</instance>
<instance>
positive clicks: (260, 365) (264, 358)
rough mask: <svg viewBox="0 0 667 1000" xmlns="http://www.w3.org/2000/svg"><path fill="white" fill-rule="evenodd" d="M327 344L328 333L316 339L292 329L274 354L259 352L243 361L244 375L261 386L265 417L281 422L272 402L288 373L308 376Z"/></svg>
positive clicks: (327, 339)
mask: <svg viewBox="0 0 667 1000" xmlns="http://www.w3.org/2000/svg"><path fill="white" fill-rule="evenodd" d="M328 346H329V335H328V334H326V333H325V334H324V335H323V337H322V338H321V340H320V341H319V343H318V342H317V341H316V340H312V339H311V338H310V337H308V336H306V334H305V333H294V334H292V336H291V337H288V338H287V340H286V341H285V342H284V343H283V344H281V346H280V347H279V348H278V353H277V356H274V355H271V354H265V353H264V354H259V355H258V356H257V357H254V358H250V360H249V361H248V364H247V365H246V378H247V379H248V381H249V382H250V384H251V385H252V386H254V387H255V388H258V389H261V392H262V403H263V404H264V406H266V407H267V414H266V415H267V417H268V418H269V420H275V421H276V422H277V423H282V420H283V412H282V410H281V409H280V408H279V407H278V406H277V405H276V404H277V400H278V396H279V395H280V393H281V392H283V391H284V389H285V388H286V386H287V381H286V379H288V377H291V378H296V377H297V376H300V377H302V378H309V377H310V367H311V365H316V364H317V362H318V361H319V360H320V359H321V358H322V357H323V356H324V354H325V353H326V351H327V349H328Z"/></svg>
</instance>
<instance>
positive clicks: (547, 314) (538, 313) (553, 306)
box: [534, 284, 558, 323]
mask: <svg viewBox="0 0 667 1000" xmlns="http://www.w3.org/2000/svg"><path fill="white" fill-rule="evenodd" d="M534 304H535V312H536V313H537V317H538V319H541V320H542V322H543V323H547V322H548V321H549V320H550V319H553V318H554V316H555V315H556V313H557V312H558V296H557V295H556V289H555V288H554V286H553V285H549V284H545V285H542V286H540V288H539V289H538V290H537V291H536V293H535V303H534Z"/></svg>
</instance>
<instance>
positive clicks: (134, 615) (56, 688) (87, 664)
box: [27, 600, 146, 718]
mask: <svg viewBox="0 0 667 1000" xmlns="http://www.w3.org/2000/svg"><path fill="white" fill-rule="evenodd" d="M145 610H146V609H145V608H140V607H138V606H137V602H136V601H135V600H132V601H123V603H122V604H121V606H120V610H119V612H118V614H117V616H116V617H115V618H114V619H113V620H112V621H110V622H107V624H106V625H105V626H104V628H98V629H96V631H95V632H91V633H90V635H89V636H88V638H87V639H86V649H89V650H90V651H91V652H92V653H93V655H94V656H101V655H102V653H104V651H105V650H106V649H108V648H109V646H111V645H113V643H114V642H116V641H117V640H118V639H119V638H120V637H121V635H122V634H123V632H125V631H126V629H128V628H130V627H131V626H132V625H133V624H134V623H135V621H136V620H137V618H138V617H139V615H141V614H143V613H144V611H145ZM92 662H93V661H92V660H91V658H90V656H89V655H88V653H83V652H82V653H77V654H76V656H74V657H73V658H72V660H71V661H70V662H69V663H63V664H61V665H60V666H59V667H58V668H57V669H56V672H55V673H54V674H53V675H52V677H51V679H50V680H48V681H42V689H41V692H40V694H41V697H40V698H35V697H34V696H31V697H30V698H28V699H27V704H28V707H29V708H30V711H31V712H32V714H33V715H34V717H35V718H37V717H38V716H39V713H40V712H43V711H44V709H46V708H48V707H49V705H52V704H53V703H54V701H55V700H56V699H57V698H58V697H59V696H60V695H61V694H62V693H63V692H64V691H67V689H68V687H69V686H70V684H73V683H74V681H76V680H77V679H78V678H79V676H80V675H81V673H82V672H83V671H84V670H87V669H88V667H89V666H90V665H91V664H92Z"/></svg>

» **Your task**
Update everything from the start of the records down to the line containing "positive clicks: (327, 339)", inclusive, swapping "rough mask" for "coarse mask" and leaving the rest unchanged.

» **Result for this task**
</instance>
<instance>
positive clicks: (260, 365) (264, 358)
coarse mask: <svg viewBox="0 0 667 1000" xmlns="http://www.w3.org/2000/svg"><path fill="white" fill-rule="evenodd" d="M327 344L328 333L316 339L292 329L274 354L259 352L243 361L244 375L261 386L265 417L281 422L272 402L288 373L308 376Z"/></svg>
positive clicks: (327, 339)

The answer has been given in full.